(Record list)
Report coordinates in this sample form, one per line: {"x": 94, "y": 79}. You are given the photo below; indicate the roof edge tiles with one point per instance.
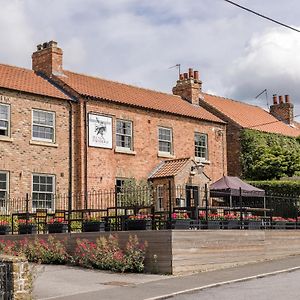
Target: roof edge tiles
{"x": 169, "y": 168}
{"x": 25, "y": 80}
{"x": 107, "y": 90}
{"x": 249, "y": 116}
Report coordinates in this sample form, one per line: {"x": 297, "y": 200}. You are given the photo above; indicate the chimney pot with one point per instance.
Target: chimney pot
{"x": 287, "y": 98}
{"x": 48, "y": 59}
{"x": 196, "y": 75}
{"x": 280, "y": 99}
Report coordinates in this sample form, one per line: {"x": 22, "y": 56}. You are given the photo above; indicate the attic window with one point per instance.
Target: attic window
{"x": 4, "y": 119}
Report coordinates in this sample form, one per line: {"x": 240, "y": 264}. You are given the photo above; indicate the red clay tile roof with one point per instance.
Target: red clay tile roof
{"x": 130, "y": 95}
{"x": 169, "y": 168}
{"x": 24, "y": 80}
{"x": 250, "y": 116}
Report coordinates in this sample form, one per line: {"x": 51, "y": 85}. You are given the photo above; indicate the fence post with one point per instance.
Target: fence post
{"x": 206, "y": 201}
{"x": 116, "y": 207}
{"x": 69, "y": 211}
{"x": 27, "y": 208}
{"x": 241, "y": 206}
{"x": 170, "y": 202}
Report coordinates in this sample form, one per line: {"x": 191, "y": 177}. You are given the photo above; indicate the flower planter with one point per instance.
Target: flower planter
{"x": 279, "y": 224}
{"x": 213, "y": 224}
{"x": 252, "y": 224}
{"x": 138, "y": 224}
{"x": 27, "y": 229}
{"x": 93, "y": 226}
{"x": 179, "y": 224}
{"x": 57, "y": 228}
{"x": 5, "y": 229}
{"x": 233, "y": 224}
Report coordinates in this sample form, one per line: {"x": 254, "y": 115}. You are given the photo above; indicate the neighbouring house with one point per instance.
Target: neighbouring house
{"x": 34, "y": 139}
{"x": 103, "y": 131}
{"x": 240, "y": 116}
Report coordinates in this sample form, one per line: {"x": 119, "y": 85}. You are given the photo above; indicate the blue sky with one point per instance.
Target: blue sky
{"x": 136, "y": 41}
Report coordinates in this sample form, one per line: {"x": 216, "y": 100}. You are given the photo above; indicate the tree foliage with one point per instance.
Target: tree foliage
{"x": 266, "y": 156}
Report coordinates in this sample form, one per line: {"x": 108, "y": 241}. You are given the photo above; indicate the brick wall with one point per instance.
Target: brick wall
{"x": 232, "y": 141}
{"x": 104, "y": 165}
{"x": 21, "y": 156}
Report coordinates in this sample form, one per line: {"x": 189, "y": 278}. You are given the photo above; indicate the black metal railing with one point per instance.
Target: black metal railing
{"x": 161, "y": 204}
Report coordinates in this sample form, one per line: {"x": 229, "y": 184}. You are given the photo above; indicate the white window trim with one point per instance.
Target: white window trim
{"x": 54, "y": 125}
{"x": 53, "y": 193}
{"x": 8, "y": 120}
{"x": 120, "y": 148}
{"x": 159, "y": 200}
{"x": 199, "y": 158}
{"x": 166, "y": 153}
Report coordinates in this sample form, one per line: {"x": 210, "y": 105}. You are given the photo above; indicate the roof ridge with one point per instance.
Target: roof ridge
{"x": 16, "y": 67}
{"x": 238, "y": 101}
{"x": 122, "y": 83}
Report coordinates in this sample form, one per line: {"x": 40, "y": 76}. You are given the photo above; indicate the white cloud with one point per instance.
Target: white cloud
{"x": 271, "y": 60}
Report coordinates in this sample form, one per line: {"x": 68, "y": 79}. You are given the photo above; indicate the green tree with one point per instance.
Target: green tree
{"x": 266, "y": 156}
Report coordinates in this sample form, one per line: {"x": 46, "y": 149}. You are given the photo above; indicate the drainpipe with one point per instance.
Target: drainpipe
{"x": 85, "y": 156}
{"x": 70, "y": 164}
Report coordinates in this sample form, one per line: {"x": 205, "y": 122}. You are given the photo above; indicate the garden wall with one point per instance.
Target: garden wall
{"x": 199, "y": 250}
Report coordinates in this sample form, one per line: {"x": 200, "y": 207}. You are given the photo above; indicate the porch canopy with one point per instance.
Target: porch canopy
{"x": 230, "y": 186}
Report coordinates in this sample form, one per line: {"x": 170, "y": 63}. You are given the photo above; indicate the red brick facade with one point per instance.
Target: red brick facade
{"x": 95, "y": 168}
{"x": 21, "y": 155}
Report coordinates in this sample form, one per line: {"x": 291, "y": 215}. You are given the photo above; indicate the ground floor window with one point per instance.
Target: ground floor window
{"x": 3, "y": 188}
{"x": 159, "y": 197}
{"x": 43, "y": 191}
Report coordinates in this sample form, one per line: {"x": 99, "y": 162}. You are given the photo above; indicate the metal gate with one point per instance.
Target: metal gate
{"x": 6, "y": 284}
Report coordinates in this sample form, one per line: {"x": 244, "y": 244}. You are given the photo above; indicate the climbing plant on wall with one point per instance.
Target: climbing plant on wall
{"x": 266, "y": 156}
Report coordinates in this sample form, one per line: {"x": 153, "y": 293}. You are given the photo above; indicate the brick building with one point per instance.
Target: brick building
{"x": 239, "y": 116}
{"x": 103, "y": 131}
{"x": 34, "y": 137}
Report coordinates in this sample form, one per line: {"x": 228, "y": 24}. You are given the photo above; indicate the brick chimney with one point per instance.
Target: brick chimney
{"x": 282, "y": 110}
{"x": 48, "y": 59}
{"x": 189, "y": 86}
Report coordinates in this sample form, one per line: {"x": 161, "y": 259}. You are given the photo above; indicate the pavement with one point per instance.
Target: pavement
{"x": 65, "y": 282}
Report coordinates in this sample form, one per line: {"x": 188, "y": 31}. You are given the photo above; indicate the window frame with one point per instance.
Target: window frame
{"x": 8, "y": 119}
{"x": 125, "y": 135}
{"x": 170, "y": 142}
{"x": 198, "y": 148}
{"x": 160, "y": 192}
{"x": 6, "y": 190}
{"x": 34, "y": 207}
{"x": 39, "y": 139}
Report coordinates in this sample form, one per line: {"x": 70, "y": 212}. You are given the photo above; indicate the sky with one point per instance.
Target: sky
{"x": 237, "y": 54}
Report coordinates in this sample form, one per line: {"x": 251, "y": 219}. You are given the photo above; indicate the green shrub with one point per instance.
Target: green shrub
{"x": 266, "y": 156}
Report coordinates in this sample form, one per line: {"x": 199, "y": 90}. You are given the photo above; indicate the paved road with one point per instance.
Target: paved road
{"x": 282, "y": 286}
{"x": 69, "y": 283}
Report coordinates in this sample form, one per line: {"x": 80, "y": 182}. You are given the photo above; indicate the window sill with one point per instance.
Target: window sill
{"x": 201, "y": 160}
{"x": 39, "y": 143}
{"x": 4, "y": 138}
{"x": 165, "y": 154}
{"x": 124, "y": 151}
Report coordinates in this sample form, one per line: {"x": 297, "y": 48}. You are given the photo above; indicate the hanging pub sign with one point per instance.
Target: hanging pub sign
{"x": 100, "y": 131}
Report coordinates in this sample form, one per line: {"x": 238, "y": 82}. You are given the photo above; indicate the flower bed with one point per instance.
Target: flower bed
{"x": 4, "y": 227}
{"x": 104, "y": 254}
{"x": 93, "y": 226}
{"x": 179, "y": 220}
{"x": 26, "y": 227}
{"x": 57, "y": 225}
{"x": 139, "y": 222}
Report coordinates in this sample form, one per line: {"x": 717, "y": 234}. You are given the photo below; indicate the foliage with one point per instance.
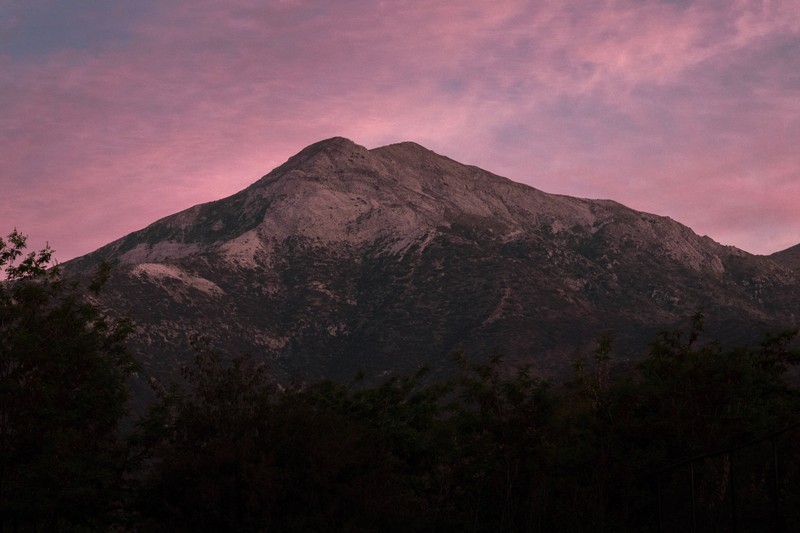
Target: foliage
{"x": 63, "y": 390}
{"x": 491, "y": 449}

(Instruction) Print out every entry above without changing a word, and leave out the pictures.

(Response)
Report coordinates in this sample form, one per line: {"x": 94, "y": 79}. You are given the photo below; indicate the roof edge tiles with one point per instance.
Target: roof edge tiles
{"x": 169, "y": 168}
{"x": 25, "y": 80}
{"x": 107, "y": 90}
{"x": 249, "y": 116}
Report coordinates in this sample form, one per line: {"x": 297, "y": 200}. You are given the photo above; indicate the chimney pot with one point per instance.
Target: chimney pot
{"x": 287, "y": 98}
{"x": 48, "y": 59}
{"x": 196, "y": 75}
{"x": 280, "y": 99}
Report coordinates in this sample form, one per line: {"x": 22, "y": 56}. You are given the photo above; indicate the attic window with one point per instance.
Target: attic window
{"x": 4, "y": 119}
Report coordinates in this sample form, one per line: {"x": 240, "y": 264}. You are given the photo above; indicate the red clay tile roof with one point per instance.
Target: red clay tile roof
{"x": 130, "y": 95}
{"x": 169, "y": 168}
{"x": 24, "y": 80}
{"x": 250, "y": 116}
Report coordinates in this sample form, one per line: {"x": 51, "y": 85}. You are given the photo above; indicate the fence post with one point per instance.
Target: fence post
{"x": 206, "y": 201}
{"x": 116, "y": 207}
{"x": 69, "y": 211}
{"x": 27, "y": 208}
{"x": 241, "y": 206}
{"x": 170, "y": 202}
Report coordinates in this sample form, one per line: {"x": 191, "y": 177}. You are given the photo above; indicate the flower planter with one point per instance.
Target: flower planter
{"x": 279, "y": 224}
{"x": 213, "y": 224}
{"x": 252, "y": 224}
{"x": 138, "y": 224}
{"x": 27, "y": 229}
{"x": 93, "y": 226}
{"x": 179, "y": 224}
{"x": 57, "y": 228}
{"x": 5, "y": 229}
{"x": 233, "y": 224}
Report coordinates in this sample form, one per line: {"x": 254, "y": 115}. You are given the photo above; indicate the neighbouring house with one point per instance.
Target: neighbouring house
{"x": 34, "y": 139}
{"x": 103, "y": 131}
{"x": 240, "y": 116}
Report coordinates in this sample form, one per line: {"x": 119, "y": 85}. You are given the photo above; indicate the blue sky with one point per instance.
Target: blue sky
{"x": 136, "y": 41}
Report coordinates in this sample form, one per line: {"x": 216, "y": 100}. You are given the photo above; indicate the tree foliage with one point per instance.
Target: tree foliage
{"x": 266, "y": 156}
Report coordinates in this sample form, one per line: {"x": 108, "y": 241}. You are given the photo above; indicate the brick wall with one point per instance.
Target: brick wall
{"x": 232, "y": 141}
{"x": 104, "y": 165}
{"x": 21, "y": 156}
Report coordinates in this sample form, one per line: {"x": 189, "y": 278}. You are given the photo above; indicate the black metal railing with one point per instance.
Target: black metal railing
{"x": 161, "y": 204}
Report coordinates in this sample form, one per line: {"x": 229, "y": 184}. You are given the photo above; indicate the white window trim with one point per instance.
Target: white window trim
{"x": 54, "y": 125}
{"x": 53, "y": 193}
{"x": 8, "y": 120}
{"x": 120, "y": 148}
{"x": 159, "y": 200}
{"x": 199, "y": 158}
{"x": 166, "y": 153}
Report coordinates in this sample form, one per line: {"x": 210, "y": 105}. You are given the photo above; indicate the roof ridge with one point per instance.
Target: roof ridge
{"x": 16, "y": 67}
{"x": 238, "y": 101}
{"x": 122, "y": 83}
Report coordinates in this sample form, one per line: {"x": 40, "y": 76}. You are given the photo above; indicate the white cloud with one point per instance.
Target: white cloud
{"x": 271, "y": 60}
Report coordinates in this sample form, one per line: {"x": 68, "y": 79}. You are given the photo above; indicate the green tree with one point per instance.
Target: green tree
{"x": 266, "y": 156}
Report coordinates in this sample form, one per line: {"x": 46, "y": 149}. You are given the photo above; indicate the drainpipe with one point per instance.
Target: drainpipe
{"x": 85, "y": 156}
{"x": 70, "y": 164}
Report coordinates in this sample form, one per line: {"x": 205, "y": 122}. You are given the photo above; indicate the garden wall with one point per instance.
Target: garden wall
{"x": 199, "y": 250}
Report coordinates in this sample form, one per line: {"x": 200, "y": 207}. You are given the photo above; indicate the porch canopy with one point per instance.
Target: porch canopy
{"x": 230, "y": 186}
Report coordinates in this sample form, one per line: {"x": 170, "y": 63}. You are given the photo above; indicate the red brick facade with one point per instance.
Target: red brick facade
{"x": 95, "y": 168}
{"x": 21, "y": 155}
Report coordinates in this sample form, one per line: {"x": 291, "y": 215}. You are given the photo above; indicate the ground floor window with one point per instance.
Target: ground floor window
{"x": 3, "y": 188}
{"x": 159, "y": 197}
{"x": 43, "y": 191}
Report coordinates in this sample form, one per line: {"x": 99, "y": 162}. You are given the photo above; indicate the metal gate with one point per instance.
Target: metal gate
{"x": 6, "y": 284}
Report coordinates in this sample form, one per line: {"x": 244, "y": 244}. You are given the photo above; indicate the climbing plant on wall with one point per instance.
Target: climbing plant on wall
{"x": 266, "y": 156}
Report coordinates in this sample form, one per line: {"x": 153, "y": 293}. You are given the photo above; indicate the brick building with one point per instance.
Target: brick building
{"x": 239, "y": 116}
{"x": 103, "y": 131}
{"x": 34, "y": 137}
Report coordinates in this sample form, one per line: {"x": 228, "y": 24}. You are given the photo above; indicate the brick chimney with one point per instance.
Target: brick chimney
{"x": 282, "y": 110}
{"x": 48, "y": 59}
{"x": 189, "y": 86}
Report coordinates in this sample form, one per line: {"x": 161, "y": 259}. You are given the photo above; indicate the pavement with one point per instance.
Target: pavement
{"x": 65, "y": 282}
Report coordinates in this sample form, one per line: {"x": 188, "y": 31}. You are given the photo above; indicate the window frame with one point per instance.
Target: window frame
{"x": 8, "y": 119}
{"x": 125, "y": 135}
{"x": 170, "y": 142}
{"x": 198, "y": 148}
{"x": 160, "y": 192}
{"x": 6, "y": 190}
{"x": 34, "y": 207}
{"x": 39, "y": 139}
Report coordinates in this sample form, one per line: {"x": 70, "y": 212}. You are given the photo above; indicate the sky with one point per instance.
Target: sky
{"x": 237, "y": 54}
Report coordinates in this sample form, one per line: {"x": 251, "y": 219}. You are given the photo above; indicate the green shrub with one point per instance.
Target: green shrub
{"x": 266, "y": 156}
Report coordinates in this sample form, one per line: {"x": 199, "y": 90}. You are given the photo above; indicate the paved road with one point per instance.
Target: paved road
{"x": 282, "y": 286}
{"x": 69, "y": 283}
Report coordinates in this sample form, one per line: {"x": 80, "y": 182}. You are given the photo above; indicate the window sill with one point per instance.
Target: window sill
{"x": 201, "y": 160}
{"x": 39, "y": 143}
{"x": 4, "y": 138}
{"x": 165, "y": 154}
{"x": 124, "y": 151}
Report coordinates in this sample form, one per line: {"x": 297, "y": 48}. You are given the photo above; indicate the hanging pub sign with one point per instance.
Target: hanging pub sign
{"x": 100, "y": 131}
Report coordinates in this sample form, one per line: {"x": 238, "y": 82}. You are given the photo above; indicate the flower bed with one point per instance.
Target: flower bed
{"x": 4, "y": 227}
{"x": 104, "y": 254}
{"x": 93, "y": 226}
{"x": 179, "y": 220}
{"x": 26, "y": 227}
{"x": 57, "y": 225}
{"x": 139, "y": 222}
Report coordinates in this sample form, one per line: {"x": 717, "y": 234}. You are given the photo below; indicate the foliage with one point per instance.
Target: foliage
{"x": 63, "y": 390}
{"x": 491, "y": 449}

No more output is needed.